» **Set problem A**:
Answer these questions from the appeal bond excerpt:
(i) Whose affidavit raises concerns about whether costs will be paid if the appeal is lost?
(ii) At the hearing, what did counsel for Mr. and Mrs. McGlade concede?
(iii) According to the passage quoted from Stevens v. Westmoreland Equity Fund, what has the Third Circuit endorsed?

» **Provided passage**:
▬▬▬

See Glaberson, 2015 WL 7887788, at *6 n.3 (“While the Third Circuit [Court of Appeals] has implied that the issue of whether an appeal is frivolous may be considered when deciding whether to require an appeal bond, courts are split on the question.”); compare In re Am. Inv 'rs Life Ins. Co. Annuity Mktg. & Sales Pracs. Litig., 695 F.Supp.2d 157, 166 (E.D. Pa. 2010) (“To the extent that the plaintiffs move for a cost bond based on the alleged frivolousness of [an objector's] appeal, the Court will deny the plaintiffs' motion. Although the Court has already held in its final order that [this objector's] objections lack merit, it finds that the Court of Appeals is the best forum to litigate the merits of the appeal and to account for any frivolity that harms the plaintiffs.”), with Stevens v. Westmoreland Equity Fund, No. 18-cv-692, 2019 WL 8685841, at * 1 (E.D. Pa. Feb. 13, 2019) (“The Third Circuit has also endorsed the consideration of whether the appellant's case is meritless.”).

Discussion

I. An Appeal Bond is Appropriate

The Court finds that an appeal bond is appropriate for Mr. and Mrs. McGlade's appeal. As the Consumer Track Plaintiffs emphasize, Mrs. McGlade's own affidavit “raises serious concerns about whether the McGlades will pay costs if they lose their appeal.” Doc. No. 325, at 5. Mr. and Mrs. McGlade have not argued that they can pay the appeal costs and certainly have not provided any support for this factor.

Rather, Mr. and Mrs. McGlade represent that that any bond would effectively preclude their appeal. But, at the hearing on this issue, counsel for Mr. and Mrs. McGlade conceded that they had not even looked into how such a bond would or could be financed. This seriously calls into question the validity of Mr. and Mrs. McGlade's blanket assertion that any bond requirement would be overly burdensome. See Rougyie v. Ascena Retail Grp., Inc., No. 15-cv-724, 2016 WL 6069968, at *4 (E.D. Pa. Oct. 14, 2016) (rejecting “bare assertion” that a bond would preclude pursuit of appeal); In re Ceriain Teed Fiber Cement Siding Litig., No. mdl-2270, 2014 WL 2194513, at *2 (E.D. Pa. May 27, 2014) (finding an “unsupported assertion regarding [the appellants'] claimed inability to pay is not sufficient to dissuade [the court] from finding that an appeal bond is warranted”).

▬▬▬

(Point labeling records)
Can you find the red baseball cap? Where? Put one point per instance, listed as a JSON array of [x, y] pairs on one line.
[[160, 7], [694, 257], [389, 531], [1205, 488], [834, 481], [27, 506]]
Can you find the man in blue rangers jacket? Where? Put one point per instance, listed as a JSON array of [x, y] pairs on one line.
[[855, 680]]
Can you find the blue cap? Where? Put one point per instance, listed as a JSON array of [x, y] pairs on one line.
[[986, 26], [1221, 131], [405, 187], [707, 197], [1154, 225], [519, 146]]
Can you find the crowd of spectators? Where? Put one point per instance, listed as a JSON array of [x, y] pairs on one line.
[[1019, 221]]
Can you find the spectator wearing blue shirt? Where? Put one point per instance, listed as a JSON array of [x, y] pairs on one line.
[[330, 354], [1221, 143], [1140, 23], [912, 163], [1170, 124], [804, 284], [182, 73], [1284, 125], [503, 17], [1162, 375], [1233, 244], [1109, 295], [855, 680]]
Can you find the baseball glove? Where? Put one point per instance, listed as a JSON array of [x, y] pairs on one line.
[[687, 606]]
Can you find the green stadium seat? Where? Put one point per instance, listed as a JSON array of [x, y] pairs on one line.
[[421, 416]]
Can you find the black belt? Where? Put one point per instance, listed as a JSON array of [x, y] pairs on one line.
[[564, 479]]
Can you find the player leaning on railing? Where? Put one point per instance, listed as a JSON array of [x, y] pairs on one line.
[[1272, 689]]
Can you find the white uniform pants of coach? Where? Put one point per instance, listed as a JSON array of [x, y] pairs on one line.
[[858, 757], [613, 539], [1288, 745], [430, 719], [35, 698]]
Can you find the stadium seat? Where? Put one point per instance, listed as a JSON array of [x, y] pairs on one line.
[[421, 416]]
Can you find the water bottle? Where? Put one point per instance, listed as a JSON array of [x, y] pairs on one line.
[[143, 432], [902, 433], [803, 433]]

▬▬▬

» **Set problem B**: Rescale the records, requests included, from the very start of the records down through the line containing "[[687, 606]]", both ends included: multiply every coordinate in the answers by 0.9 and round to whole numbers, with halves going up.

» **Full solution A**:
(i) Mrs. McGlade's own affidavit.
(ii) That they had not even looked into how such a bond would or could be financed.
(iii) The consideration of whether the appellant's case is meritless.

» **Full solution B**:
Can you find the red baseball cap? Where? Put one point per instance, listed as a JSON array of [x, y] pairs on one line.
[[144, 6], [625, 231], [350, 478], [1085, 439], [751, 433], [24, 455]]
Can you find the man in blue rangers jacket? Where? Put one point per instance, listed as a JSON array of [x, y] pairs on one line.
[[770, 612]]
Can you find the blue cap? Where? Put one point per instance, listed as a JSON array of [x, y] pairs on one line.
[[887, 23], [1099, 118], [365, 168], [636, 177], [1039, 203], [467, 131]]
Can you find the crowd of spectators? Where? Put one point per instance, listed as a JSON array of [x, y] pairs on one line.
[[917, 199]]
Can you find the spectator wearing blue shirt? Where? Put one point per instance, listed as a JSON array of [x, y] pairs on one line.
[[297, 319], [1099, 129], [1026, 21], [821, 147], [1053, 112], [724, 256], [164, 66], [1156, 113], [453, 15], [1046, 338], [1110, 220], [998, 266], [770, 612]]
Can you find the baseball glove? Where? Put one point per instance, listed as a JSON array of [x, y] pairs on one line.
[[618, 545]]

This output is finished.